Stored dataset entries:
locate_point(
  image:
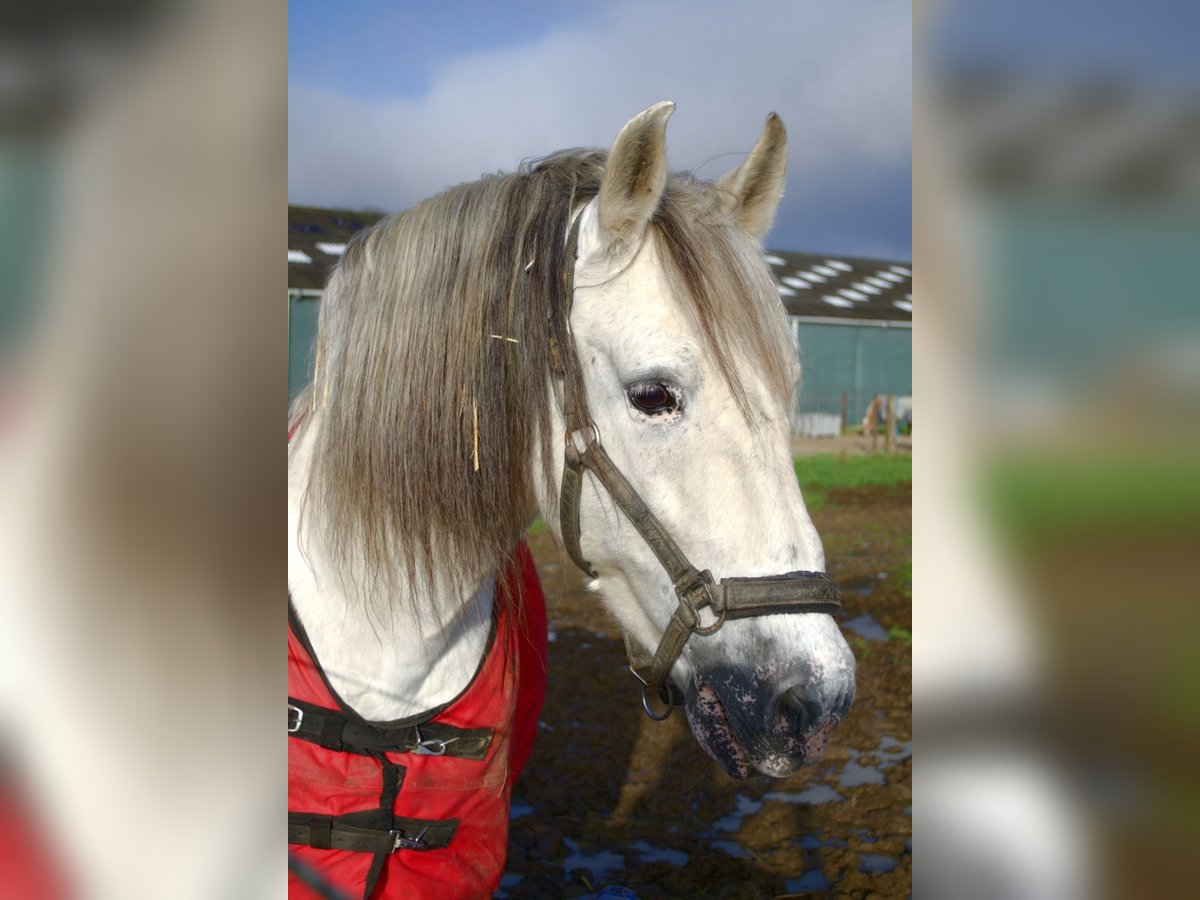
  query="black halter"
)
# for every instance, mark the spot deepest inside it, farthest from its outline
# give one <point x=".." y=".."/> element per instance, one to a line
<point x="729" y="599"/>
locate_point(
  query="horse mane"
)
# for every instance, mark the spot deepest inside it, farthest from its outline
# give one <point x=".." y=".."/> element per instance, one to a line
<point x="433" y="361"/>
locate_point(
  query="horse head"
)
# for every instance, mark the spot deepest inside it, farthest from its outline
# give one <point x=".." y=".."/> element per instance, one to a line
<point x="684" y="357"/>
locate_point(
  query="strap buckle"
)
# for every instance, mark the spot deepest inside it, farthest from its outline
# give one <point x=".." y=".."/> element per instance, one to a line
<point x="430" y="747"/>
<point x="400" y="841"/>
<point x="695" y="592"/>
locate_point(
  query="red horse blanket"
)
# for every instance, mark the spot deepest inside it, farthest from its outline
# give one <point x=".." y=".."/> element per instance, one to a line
<point x="417" y="808"/>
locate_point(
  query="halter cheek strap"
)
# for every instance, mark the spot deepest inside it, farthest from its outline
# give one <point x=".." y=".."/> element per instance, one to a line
<point x="695" y="589"/>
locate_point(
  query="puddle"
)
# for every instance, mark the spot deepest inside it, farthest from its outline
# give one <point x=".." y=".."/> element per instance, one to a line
<point x="648" y="853"/>
<point x="893" y="750"/>
<point x="732" y="822"/>
<point x="855" y="775"/>
<point x="889" y="753"/>
<point x="876" y="863"/>
<point x="867" y="627"/>
<point x="815" y="793"/>
<point x="810" y="881"/>
<point x="597" y="863"/>
<point x="520" y="808"/>
<point x="733" y="849"/>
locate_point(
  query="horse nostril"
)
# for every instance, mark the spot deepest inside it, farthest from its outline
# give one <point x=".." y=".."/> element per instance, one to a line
<point x="796" y="712"/>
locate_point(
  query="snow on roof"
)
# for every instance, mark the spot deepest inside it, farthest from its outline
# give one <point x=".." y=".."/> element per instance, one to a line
<point x="838" y="301"/>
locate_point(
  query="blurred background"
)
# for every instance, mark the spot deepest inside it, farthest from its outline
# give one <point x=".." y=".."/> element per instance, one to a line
<point x="1057" y="352"/>
<point x="1057" y="677"/>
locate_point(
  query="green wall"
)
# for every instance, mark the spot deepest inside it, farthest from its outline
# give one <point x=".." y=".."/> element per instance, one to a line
<point x="862" y="360"/>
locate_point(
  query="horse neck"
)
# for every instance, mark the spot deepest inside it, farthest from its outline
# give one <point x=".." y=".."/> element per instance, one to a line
<point x="394" y="663"/>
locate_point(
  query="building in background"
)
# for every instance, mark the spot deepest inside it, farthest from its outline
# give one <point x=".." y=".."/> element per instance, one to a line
<point x="852" y="325"/>
<point x="851" y="317"/>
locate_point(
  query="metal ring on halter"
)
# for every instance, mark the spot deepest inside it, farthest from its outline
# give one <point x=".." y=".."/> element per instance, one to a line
<point x="649" y="711"/>
<point x="595" y="437"/>
<point x="709" y="629"/>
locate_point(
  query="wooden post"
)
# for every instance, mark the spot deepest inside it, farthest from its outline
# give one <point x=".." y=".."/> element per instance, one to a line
<point x="889" y="435"/>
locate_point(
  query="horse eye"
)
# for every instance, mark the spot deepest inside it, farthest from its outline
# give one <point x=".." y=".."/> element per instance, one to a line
<point x="653" y="399"/>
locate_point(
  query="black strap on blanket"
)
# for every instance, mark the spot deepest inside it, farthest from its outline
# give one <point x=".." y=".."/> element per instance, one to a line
<point x="360" y="833"/>
<point x="333" y="731"/>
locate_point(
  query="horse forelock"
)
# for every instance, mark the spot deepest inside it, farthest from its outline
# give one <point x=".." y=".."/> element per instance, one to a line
<point x="433" y="358"/>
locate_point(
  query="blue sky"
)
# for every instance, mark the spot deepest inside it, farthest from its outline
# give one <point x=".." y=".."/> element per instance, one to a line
<point x="390" y="102"/>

**WHAT THIS TASK INVOLVES:** Gather each line of the material that contains the word "black", and copy those lines out.

**PROBLEM SOLUTION:**
  query="black halter"
  query="black strap on blanket"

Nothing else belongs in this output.